CODEWITHSUNDEEP
c++stacktraversal
user1857492
user1857492

Reputation: 767

How to traverse stack in C++?

Is it possible to traverse std::stack in C++?

Traversing using following method is not applicable. Because std::stack has no member end.

std::stack<int> foo;

// ..

for (__typeof(foo.begin()) it = foo.begin(); it != foo.end();  it++)
{
    // ...
}

Upvotes: 31

Views: 75068

Answers (12)

oxidia
oxidia

Reputation: 310

Since c++ stack doesn't have some kind of iterator
this is a basic stack with iterators.

MutantStack.hpp

#pragma once

#include <stack>

template <class T>
class MutantStack : public std::stack<T>
{
public:
    typedef typename std::stack<T>::container_type::iterator iterator;
    typedef typename std::stack<T>::container_type::const_iterator const_iterator;

    MutantStack(void) {}

    iterator begin(void)
    {
        return this->c.begin();
    }

    iterator end(void)
    {
        return this->c.end();
    }

    const_iterator cbegin(void) const
    {
        return this->c.cbegin();
    }

    const_iterator cend(void) const
    {
        return this->c.cend();
    }
};

Upvotes: 0

Arun Suryan
Arun Suryan

Reputation: 1695

It is not possible to directly traverse an std:: stack as it does not have an end member and that's how a stack data-structure is supposed to be i.e. only have one pointer. But, still here are two lazy hacks to traverse it:

1) Loop Based:

while(!st.empty()) {
        cout << st.top();
        st.pop();
    }

Problems with the loop-based approach:

  • The original stack gets empty.

2) Recursion Based:

template <typename T>
void traverse_stack(stack<T> & st) {
    if(st.empty())
        return;
    T x = st.top();
    cout << x << " ";
    st.pop();
    traverse_stack(st);
    st.push(x);
}

Advantages of Recursion based approach:

  • Maintains the original stack elements.

Problems with Recursion based approach:

  • Maintains an internal stack.
  • May fail for large size of the stack.

Upvotes: 15

Kaaf
Kaaf

Reputation: 380

I wouldn't do this, but you can get a stack values without popping with pointer casting, this makes some assumptions about how the compiled class is stored in memory, not a good idea in general.
● ● ● ● ● ● ●
- _Aim of the exercise_
Resume the forum thread on traversing a C++ stack after its last sentence. The lines that follow come from a different source.

- _Provided material_
● ● ● ● ● ● ●
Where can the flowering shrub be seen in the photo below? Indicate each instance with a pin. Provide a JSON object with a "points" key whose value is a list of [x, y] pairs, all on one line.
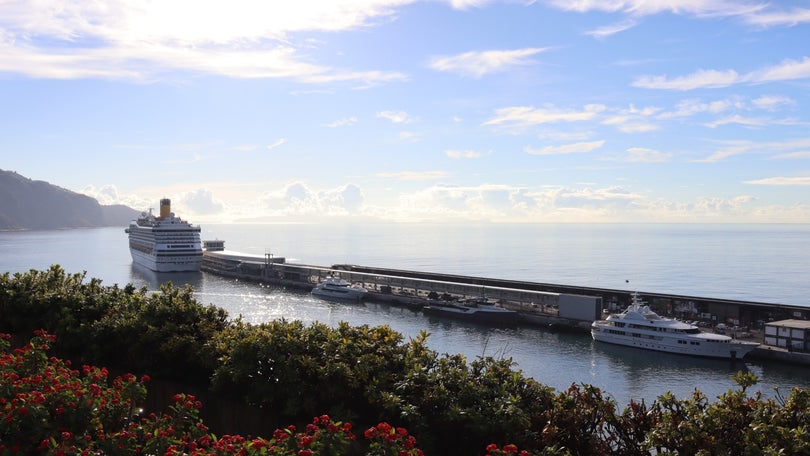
● ● ● ● ● ● ●
- _Response to this task_
As long as you don't change the default underlying container which is std::deque, you can:

std::stack<int>s;
s.push(1234);
s.push(789);

std::deque<int>* d;
d = (std::deque<int>*)&s;
cout << (*d)[0] << endl;
cout << (*d)[1] << endl;

output without popping the stack:

1234
789

Upvotes: 2

iverson
iverson

Reputation: 1

        stack<int> s,dbg; //s = not what's supposed to be

        while(!s.empty()) {
            cout << s.top() << " "; //print top of stack
            dbg.push(s.top());      //push s.top() on a debug stack
            s.pop();                //pop top off of s
        }

        //pop all elements of dbg back into stack as they were
        while(!dbg.empty()) {
            s.push(dbg.top());
            dbg.pop();
        }

I just had to do this to check out what the heck was going wrong with stack on a Leetcode problem. Obviously in the real world it probably makes more sense to just use a debugger.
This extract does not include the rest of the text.